Things to do
**1.** Rewrite the Marshall Islands text from "Natural Resources: Phosphate" up to and including "to be completed.", changing "comprehensive studies" to "detailed surveys".
**2.** Carry on the Marshall Islands text past its final sentence.

The Republic of the Marshall islands consists of 29 atolls each made up of many islets and 5 islands in the central Pacific between 4 degrees and 14 degrees North, and 160 degrees and 173 degrees East.


The atolls and islands are situated in two almost parallel chain-like formations known as the Ratak (Sunrise) group and Ralik (Sunset) group. The total number of islands and islets in the whole Republic is approximately 1,225 spreading across a sea area of over 750,000 square miles. The total land area is about 70 square miles (181 square kilometers). The mean height of the land is about 7 feet above sea level (2 meters).

Natural Resources

The people of the Marshalls share with all the people of the Pacific a deep and abiding respect for the land and the sea, elements which have provided them daily sustenance for thousands of years. This fragile natural environment has been well-tended in customary practice, providing a basis for subsistence living and for social, economic and cultural well-being. The RMI now faces threats to this natural resource base, including rapidly increasing population, rising material expectations, demands for economic growth and the depletion or degradation of natural resources.

Natural Resources: Phosphate deposits, marine products, deep seabed minerals

Flora and Fauna: Corals 180 species of coral can be found on Arno Atoll, 156 on Majuro Atoll. Many more are likely to exist here and elsewhere, but comprehensive studies remain to be completed.

Marine Turtles: All five of the world's species of marine turtles have been found in the Marshall Islands, two of which nest in the islands.

Supplied entries
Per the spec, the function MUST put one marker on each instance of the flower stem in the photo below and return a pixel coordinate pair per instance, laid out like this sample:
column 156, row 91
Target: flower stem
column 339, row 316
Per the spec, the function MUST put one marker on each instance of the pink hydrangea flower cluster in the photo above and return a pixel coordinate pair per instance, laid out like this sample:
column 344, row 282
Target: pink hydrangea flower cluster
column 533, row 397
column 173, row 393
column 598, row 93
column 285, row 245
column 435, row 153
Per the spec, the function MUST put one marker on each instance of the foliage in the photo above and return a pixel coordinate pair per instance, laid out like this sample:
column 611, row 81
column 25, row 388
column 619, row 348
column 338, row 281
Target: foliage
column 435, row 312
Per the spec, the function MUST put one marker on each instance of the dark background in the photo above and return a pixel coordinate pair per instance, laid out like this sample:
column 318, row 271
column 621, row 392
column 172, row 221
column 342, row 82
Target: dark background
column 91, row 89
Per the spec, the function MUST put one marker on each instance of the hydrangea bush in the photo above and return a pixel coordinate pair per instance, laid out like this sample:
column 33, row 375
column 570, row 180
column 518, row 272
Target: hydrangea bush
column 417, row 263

Outputs in order
**1.**
Natural Resources: Phosphate deposits, marine products, deep seabed minerals

Flora and Fauna: Corals 180 species of coral can be found on Arno Atoll, 156 on Majuro Atoll. Many more are likely to exist here and elsewhere, but detailed surveys remain to be completed.

**2.**
Marine Mammals: As many as 27 species of whales, dolphins and porpoises may occur in Marshallese waters.

Fish: Over 250 species of reef fish have been found in the RMI, most are edible. Tuna and game fish are abundant in Marshallese waters.

Marine Flora: 238 species of green, brown, red and blue-green algae. There are several beds of sea-grasses.

Terrestrial Vegetation: 60% of land area covered by Coconut Palms, no endemic species of vegetation are known.

Birds: 70 species have been identified, 31 species of seabirds of which 15 breed in the islands.

Mammals: The Polynesian rat is the only species native to the RMI

Reptiles: 7 species of lizards, 1 species of blind snake.

Arthropods: Numerous species of insects, spiders and land crabs; coconut crabs are common and prized for their meat.

Endangered Species: Blue whale, sperm whale, Micronesian pigeon, leatherback turtle, hawksbill turtle. Crimson-crowned fruit dove and Wake rail are now believed extinct.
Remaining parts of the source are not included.